* [Short exercise A] In the piece below on the Revalidation Bill, what visa is the bill supposedly meant to help administer?

* [Text section]
___

What is the Revalidation Bill?

This bill is a pernicious piece of legislation presently before the Senate. It has been presented in an extremely dishonest way. Supposedly merely a bit of legislation to enable more efficient administration of a new trial 10 year multiple entry visa for Chinese nationals, in fact it has extremely wide ranging  and concerning consequences.

They effect of the bill will allow the Immigration Minister Peter Dutton, entirely at his discretion, to arbitrarily have any group, as he defines, be required to have their visas or residency permits ‘revalidated’. That is without reason he can say ‘I know you have a valid visa or residency status, but we are going to take another look at that and might decide not to reissue it.’

The critical and most dangerous element of this is that the Minister gets decide what ‘group’ or ‘class of persons’ have to have their visa or residency ‘revalidated’. From the bill

96E   Minister may determine that certain visa holders must complete revalidation check in the public interest

(1)  If the Minister thinks it is in the public interest to do so, the Minister may, by legislative instrument, determine that a specified class of persons holding a visa of a prescribed kind (however described) must complete a revalidation check for the visa.”


Who might it affect?

The minster may define a ‘class of persons’ to be

  • People from a particlar country, say Iran or Afghannistan
  • People on a particular visa, say a refugee visa or a permanent protection visa
  • A combination of these things, say refugees on permanent protection visas from Somalia who arrived between this date and that date.


There is no oversight for this process. It is entirely up to the Minister, who once a visa is being revalidated may declare that the visa should not be issued on national security or public interest grounds. It is effectively the power to cancel visas for no genuine or legitimate reason whatsoever, even when the the person who’s visa is being cancelled has done nothing wrong or is even suspected of having or intending to do anything wrong.

___

* [Data lines]

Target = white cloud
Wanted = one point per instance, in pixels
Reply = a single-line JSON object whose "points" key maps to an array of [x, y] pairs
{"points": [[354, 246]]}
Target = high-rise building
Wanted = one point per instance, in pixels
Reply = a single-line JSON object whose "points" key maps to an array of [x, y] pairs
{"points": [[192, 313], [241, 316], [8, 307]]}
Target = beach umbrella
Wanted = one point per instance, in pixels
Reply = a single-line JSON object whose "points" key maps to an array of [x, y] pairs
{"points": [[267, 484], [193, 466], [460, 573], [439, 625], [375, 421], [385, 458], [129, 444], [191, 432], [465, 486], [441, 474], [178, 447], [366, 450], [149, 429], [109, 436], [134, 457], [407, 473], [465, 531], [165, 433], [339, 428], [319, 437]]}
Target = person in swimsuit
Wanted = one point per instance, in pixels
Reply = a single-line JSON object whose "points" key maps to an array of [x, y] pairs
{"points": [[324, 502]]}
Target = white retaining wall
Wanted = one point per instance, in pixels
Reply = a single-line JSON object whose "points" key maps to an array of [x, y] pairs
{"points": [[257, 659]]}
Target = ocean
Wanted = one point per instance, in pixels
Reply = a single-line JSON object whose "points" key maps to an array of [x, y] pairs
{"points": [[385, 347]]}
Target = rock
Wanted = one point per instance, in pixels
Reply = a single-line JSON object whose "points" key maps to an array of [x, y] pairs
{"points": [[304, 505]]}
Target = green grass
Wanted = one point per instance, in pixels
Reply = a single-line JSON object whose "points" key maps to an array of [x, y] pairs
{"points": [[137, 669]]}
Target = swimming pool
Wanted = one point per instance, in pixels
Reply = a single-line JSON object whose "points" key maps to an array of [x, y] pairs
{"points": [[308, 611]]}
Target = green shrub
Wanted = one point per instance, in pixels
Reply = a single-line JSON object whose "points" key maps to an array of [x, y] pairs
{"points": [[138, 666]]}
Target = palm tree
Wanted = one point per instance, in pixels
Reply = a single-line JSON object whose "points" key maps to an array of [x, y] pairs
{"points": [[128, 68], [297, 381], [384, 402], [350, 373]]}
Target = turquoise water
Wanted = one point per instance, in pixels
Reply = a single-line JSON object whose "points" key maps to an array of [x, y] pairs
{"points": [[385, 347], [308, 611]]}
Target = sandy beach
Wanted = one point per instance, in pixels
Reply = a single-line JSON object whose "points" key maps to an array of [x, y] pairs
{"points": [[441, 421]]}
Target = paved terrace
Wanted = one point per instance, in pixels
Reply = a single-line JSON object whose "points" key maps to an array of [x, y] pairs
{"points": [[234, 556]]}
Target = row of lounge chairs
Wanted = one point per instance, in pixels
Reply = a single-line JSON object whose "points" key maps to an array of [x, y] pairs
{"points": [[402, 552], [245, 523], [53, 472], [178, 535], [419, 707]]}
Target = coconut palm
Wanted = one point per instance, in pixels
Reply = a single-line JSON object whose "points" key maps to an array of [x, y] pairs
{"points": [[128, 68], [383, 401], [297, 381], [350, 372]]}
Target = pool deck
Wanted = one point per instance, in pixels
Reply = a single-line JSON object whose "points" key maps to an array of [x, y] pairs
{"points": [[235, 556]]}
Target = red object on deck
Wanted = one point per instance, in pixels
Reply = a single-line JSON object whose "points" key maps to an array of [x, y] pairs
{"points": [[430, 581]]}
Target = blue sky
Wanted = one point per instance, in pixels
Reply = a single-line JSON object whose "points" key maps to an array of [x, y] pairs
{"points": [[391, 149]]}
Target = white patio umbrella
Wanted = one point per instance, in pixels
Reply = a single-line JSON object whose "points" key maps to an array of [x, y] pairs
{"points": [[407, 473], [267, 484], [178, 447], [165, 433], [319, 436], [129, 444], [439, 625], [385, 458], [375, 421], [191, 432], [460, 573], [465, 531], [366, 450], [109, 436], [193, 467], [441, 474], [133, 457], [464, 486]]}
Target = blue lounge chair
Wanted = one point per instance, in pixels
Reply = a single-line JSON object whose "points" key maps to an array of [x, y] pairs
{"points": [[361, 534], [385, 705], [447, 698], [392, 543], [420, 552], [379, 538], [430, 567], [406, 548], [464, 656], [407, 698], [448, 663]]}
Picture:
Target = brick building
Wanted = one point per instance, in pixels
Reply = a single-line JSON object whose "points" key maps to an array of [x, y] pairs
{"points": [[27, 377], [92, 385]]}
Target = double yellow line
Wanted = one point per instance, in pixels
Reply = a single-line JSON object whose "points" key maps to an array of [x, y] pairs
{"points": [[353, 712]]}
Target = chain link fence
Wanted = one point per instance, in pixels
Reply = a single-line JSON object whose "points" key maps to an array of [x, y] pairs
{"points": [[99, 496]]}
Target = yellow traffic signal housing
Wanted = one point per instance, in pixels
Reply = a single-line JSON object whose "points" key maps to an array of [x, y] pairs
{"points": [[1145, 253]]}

___

* [Short exercise B] Count the lines of the listing above that contain the word "beach", and reply with the number alone.

* [Final answer A] A new trial 10 year multiple entry visa for Chinese nationals.

* [Final answer B] 2